Give again, word for word, every line below from the one that has "Place one point on each instance of the white pillow." through the one that has "Place one point on each instance of the wooden cabinet.", both included, and no others.
::::::::
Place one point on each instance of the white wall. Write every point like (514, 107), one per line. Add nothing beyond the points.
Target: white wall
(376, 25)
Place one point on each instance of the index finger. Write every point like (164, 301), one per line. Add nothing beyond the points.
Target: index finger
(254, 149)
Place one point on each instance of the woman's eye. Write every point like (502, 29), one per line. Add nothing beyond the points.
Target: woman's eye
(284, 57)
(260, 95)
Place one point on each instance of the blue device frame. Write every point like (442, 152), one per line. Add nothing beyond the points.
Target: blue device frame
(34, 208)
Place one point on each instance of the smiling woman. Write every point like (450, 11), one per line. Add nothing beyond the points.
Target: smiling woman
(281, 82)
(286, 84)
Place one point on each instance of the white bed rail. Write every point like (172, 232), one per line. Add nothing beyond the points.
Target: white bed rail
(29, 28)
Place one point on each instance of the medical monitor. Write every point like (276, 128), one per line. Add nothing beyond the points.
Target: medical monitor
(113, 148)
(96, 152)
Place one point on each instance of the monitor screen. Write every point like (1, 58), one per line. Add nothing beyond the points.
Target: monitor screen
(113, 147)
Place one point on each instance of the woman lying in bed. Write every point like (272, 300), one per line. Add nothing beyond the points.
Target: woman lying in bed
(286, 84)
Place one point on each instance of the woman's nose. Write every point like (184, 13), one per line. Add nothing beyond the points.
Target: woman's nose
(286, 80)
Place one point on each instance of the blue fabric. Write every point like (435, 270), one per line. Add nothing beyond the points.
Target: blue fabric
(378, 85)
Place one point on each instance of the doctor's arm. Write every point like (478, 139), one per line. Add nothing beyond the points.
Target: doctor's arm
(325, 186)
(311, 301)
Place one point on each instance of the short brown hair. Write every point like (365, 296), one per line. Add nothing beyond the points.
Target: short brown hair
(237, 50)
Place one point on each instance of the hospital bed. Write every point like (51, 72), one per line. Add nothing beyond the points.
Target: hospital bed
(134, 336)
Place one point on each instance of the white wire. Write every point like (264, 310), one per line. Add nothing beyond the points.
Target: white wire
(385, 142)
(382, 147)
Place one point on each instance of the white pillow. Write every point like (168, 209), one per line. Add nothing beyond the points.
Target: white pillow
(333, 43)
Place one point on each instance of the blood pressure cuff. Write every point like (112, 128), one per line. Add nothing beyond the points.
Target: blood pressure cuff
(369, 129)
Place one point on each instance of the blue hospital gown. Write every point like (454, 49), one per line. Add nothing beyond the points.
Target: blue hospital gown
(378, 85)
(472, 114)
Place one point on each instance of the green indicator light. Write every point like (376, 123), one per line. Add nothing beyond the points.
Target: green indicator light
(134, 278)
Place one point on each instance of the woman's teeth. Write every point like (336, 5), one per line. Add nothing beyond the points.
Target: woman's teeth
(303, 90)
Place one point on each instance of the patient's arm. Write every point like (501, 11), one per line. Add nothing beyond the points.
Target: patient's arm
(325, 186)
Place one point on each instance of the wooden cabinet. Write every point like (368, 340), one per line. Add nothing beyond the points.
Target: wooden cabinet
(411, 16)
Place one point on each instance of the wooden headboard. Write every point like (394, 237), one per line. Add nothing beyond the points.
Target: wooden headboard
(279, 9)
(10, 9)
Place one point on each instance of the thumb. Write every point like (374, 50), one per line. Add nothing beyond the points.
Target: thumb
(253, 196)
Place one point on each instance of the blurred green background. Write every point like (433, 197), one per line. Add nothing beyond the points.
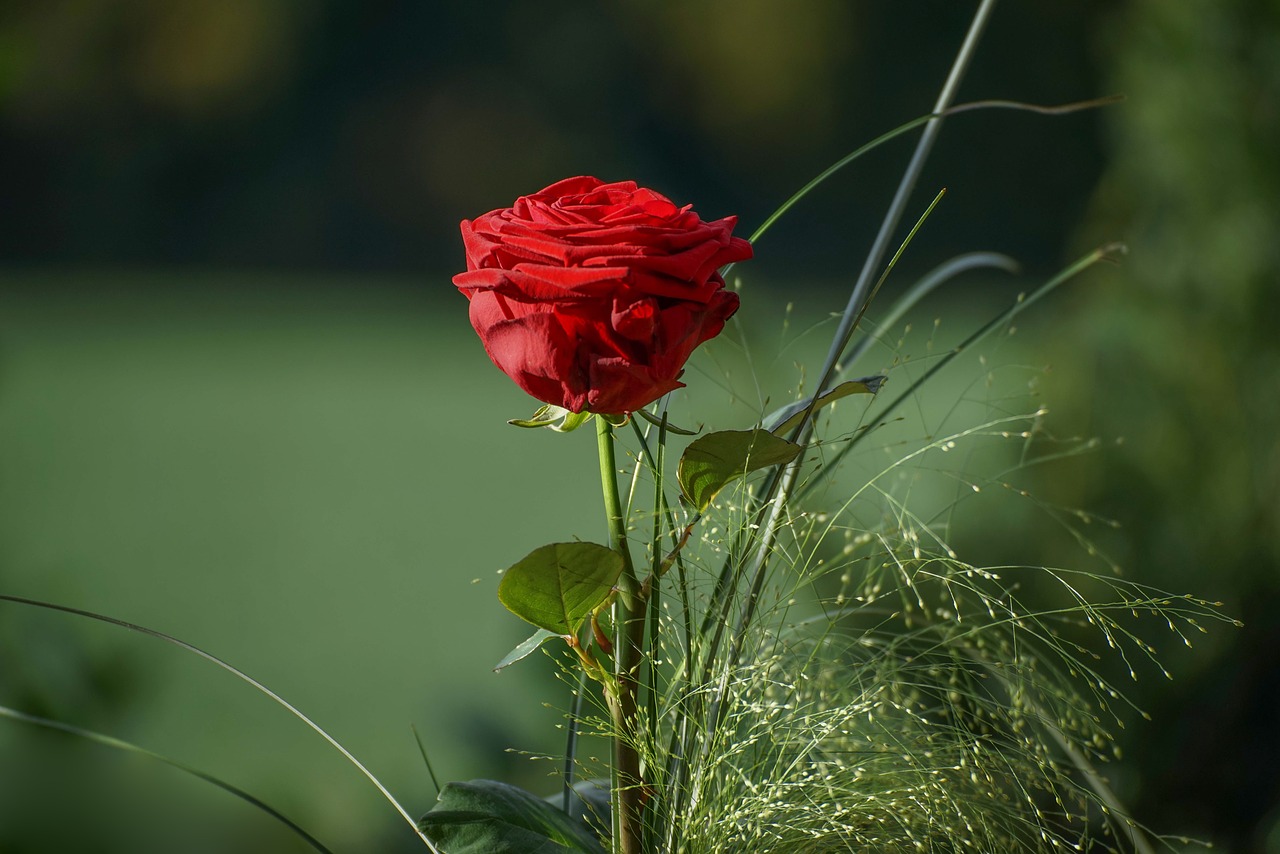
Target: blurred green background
(240, 401)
::::::::
§ **Response**
Place one point on each instance of the white pillow. Write every point like (168, 209), one per line. Add nothing beyond the points.
Target: white pillow
(333, 43)
Place one point on each instance of the blood pressure cuff. Write every point like (112, 128), one per line. Add nothing beyond the points.
Target: blood pressure cuff
(369, 129)
Place one point on each instance of the blue hospital gown. Write every point like (454, 49), one per line. Add nothing beyond the points.
Target: blue hospital gown
(378, 85)
(472, 114)
Place one point on each instance of the green indicator light. Write every point like (376, 123), one per line. Add nothing beyond the points.
Target: green indicator light
(134, 278)
Place one point on each instance of the woman's teeth. Write every point like (336, 5), one per line. Add nothing beyond the points.
Target: woman's teeth
(303, 90)
Place one point on each instance of the patient's arm. Write every point like (501, 11), one per line. Add nothing beyond the points.
Target: patient's arm
(325, 186)
Place one point on each instance of the wooden cabinet. Write every point like (368, 340), one per line. Add nothing beyond the points.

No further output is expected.